Exercise prompt ▸
Copy the rows below line for line, with nothing changed, but drop every picture from what you write.

Contour annotation rows:
========
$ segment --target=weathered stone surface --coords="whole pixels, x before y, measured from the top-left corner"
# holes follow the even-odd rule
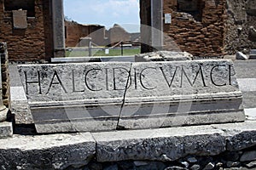
[[[13,124],[12,122],[0,122],[0,139],[12,137]]]
[[[187,52],[157,51],[135,55],[136,62],[191,60],[193,55]]]
[[[1,90],[0,90],[1,92]],[[2,95],[0,95],[2,97]],[[3,101],[1,100],[2,105]],[[1,104],[0,104],[1,105]],[[0,122],[3,122],[7,120],[9,109],[7,109],[4,105],[0,105]]]
[[[65,169],[84,166],[95,154],[90,133],[18,136],[0,139],[3,169]]]
[[[247,151],[240,158],[241,162],[251,162],[256,160],[256,150]]]
[[[241,52],[237,52],[236,54],[236,60],[247,60],[247,56]]]
[[[256,162],[252,162],[250,163],[247,163],[246,166],[248,168],[253,168],[253,167],[255,168],[256,167]]]
[[[203,170],[212,170],[212,169],[214,169],[215,167],[215,165],[212,162],[208,163],[207,165],[207,167],[205,168],[203,168]]]
[[[26,29],[27,27],[26,10],[13,10],[13,22],[15,29]]]
[[[196,128],[196,130],[195,130]],[[189,135],[189,132],[195,132]],[[207,133],[205,133],[207,132]],[[225,150],[223,131],[204,126],[92,133],[98,162],[175,161],[188,155],[218,155]],[[109,137],[112,138],[109,138]]]
[[[193,166],[190,167],[191,170],[199,170],[200,168],[201,168],[200,165],[197,165],[197,164],[193,165]]]
[[[249,59],[256,59],[256,49],[252,49]]]
[[[229,60],[19,66],[38,133],[245,120]]]
[[[227,150],[237,151],[256,144],[255,122],[245,123],[212,125],[214,128],[225,129],[228,133]]]

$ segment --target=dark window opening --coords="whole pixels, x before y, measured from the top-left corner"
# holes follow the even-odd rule
[[[202,0],[177,0],[177,11],[191,14],[196,21],[201,21],[203,8]]]
[[[35,16],[34,0],[4,0],[4,10],[26,10],[28,17]]]

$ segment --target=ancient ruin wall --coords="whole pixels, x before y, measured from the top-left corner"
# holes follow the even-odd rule
[[[224,6],[224,0],[164,0],[164,14],[172,14],[172,24],[164,25],[164,32],[182,51],[222,56]],[[166,39],[165,42],[164,48],[172,48]]]
[[[256,48],[256,2],[254,0],[227,0],[224,26],[224,51],[248,54]]]
[[[48,0],[34,1],[34,8],[27,9],[26,28],[16,29],[11,9],[19,9],[17,5],[7,10],[4,1],[0,1],[0,41],[7,42],[10,61],[49,60],[53,53],[49,4]]]
[[[65,21],[66,47],[77,47],[81,37],[91,37],[97,45],[104,46],[105,27],[99,25],[81,25],[74,21]]]
[[[5,42],[0,42],[0,58],[1,58],[3,102],[7,108],[10,108],[9,56],[7,52],[7,44]]]

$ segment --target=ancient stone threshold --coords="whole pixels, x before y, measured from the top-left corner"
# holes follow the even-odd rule
[[[0,139],[0,164],[6,169],[66,169],[86,167],[91,162],[172,162],[189,156],[236,153],[255,145],[256,121],[102,133],[15,134]],[[256,159],[253,153],[247,161]]]

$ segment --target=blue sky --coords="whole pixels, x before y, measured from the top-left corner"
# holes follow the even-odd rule
[[[119,24],[139,31],[139,0],[64,0],[64,14],[80,24],[99,24],[108,29]]]

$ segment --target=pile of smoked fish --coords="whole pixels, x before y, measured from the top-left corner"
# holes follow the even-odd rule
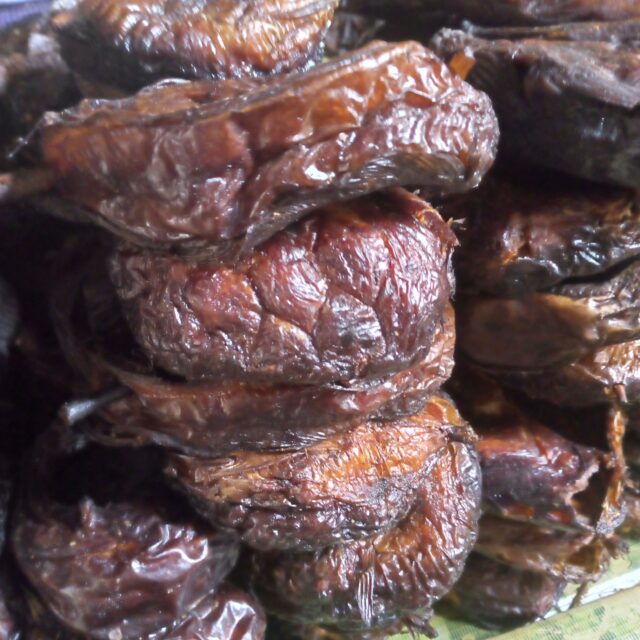
[[[584,593],[640,533],[637,0],[43,4],[0,32],[0,640]]]

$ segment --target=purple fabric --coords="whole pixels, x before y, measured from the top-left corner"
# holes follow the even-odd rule
[[[0,2],[0,29],[5,29],[15,22],[43,13],[49,8],[49,5],[49,0]]]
========
Answer to the task ▸
$ segment --target=weathered stone surface --coords="whole pixels, x before y, measured from the top-left corner"
# holes follow the even-odd rule
[[[13,124],[12,122],[0,122],[0,139],[12,137]]]
[[[187,52],[157,51],[135,55],[136,62],[191,60],[193,55]]]
[[[1,90],[0,90],[1,92]],[[2,95],[0,95],[2,97]],[[3,101],[1,100],[2,105]],[[1,104],[0,104],[1,105]],[[0,122],[3,122],[7,120],[9,109],[7,109],[4,105],[0,105]]]
[[[65,169],[84,166],[95,154],[90,133],[18,136],[0,139],[3,169]]]
[[[247,151],[240,158],[241,162],[251,162],[256,160],[256,150]]]
[[[241,52],[237,52],[236,54],[236,60],[247,60],[247,56]]]
[[[256,162],[252,162],[250,163],[247,163],[246,166],[248,168],[253,168],[253,167],[255,168],[256,167]]]
[[[203,170],[212,170],[212,169],[214,169],[215,167],[215,165],[212,162],[208,163],[207,165],[207,167],[205,168],[203,168]]]
[[[26,29],[27,27],[26,10],[13,10],[13,22],[15,29]]]
[[[196,128],[196,130],[195,130]],[[189,135],[189,132],[195,132]],[[207,133],[205,133],[207,132]],[[225,150],[223,131],[204,126],[92,133],[98,162],[175,161],[188,155],[218,155]],[[109,137],[112,138],[109,138]]]
[[[193,166],[190,167],[191,170],[199,170],[200,168],[201,168],[200,165],[197,165],[197,164],[193,165]]]
[[[249,59],[256,59],[256,49],[252,49]]]
[[[229,60],[19,66],[38,133],[245,120]]]
[[[227,150],[237,151],[256,144],[255,122],[245,123],[212,125],[214,128],[225,129],[228,133]]]

$ segment --target=dark window opening --coords="whole pixels, x before y, measured from the top-left corner"
# holes follow the even-odd rule
[[[202,0],[177,0],[177,11],[191,14],[196,21],[201,21],[203,8]]]
[[[35,16],[34,0],[4,0],[4,10],[26,10],[28,17]]]

$ segment --target=ancient ruin wall --coords="whole pixels, x before y, measured from the top-left corner"
# holes follow the even-odd rule
[[[224,6],[224,0],[164,0],[164,14],[172,14],[172,24],[164,25],[164,32],[182,51],[222,56]],[[166,39],[165,42],[164,48],[172,48]]]
[[[256,48],[256,2],[254,0],[227,0],[224,26],[224,51],[248,54]]]
[[[48,0],[34,1],[34,8],[27,9],[26,28],[16,29],[11,9],[19,9],[17,5],[7,10],[4,1],[0,1],[0,41],[7,42],[10,61],[49,60],[53,53],[49,4]]]
[[[65,21],[66,47],[77,47],[81,37],[91,37],[97,45],[104,46],[105,27],[99,25],[81,25],[74,21]]]
[[[5,42],[0,42],[0,58],[1,58],[3,102],[7,108],[10,108],[9,56],[7,52],[7,44]]]

$ segment --target=ancient stone threshold --coords="whole pixels, x before y, measured from the top-left corner"
# holes follow the even-odd rule
[[[0,139],[0,164],[6,169],[66,169],[86,167],[91,162],[172,162],[189,156],[236,153],[255,145],[256,121],[102,133],[15,134]],[[256,159],[253,153],[247,161]]]

$ segment --target=blue sky --coords="whole pixels, x before y, measured from the top-left corner"
# holes follow the even-odd rule
[[[119,24],[139,31],[139,0],[64,0],[64,14],[80,24],[99,24],[108,29]]]

$ segment --target=pile of smoked fish --coords="whole pixels, x before y, measured from the top-left corner"
# holes follow the even-odd rule
[[[584,593],[640,533],[637,0],[43,4],[0,32],[0,640]]]

$ segment --target=purple fabric --coords="whole pixels, x before y, measured from the top-left corner"
# holes follow the even-odd rule
[[[0,2],[0,29],[5,29],[15,22],[43,13],[49,8],[49,5],[49,0]]]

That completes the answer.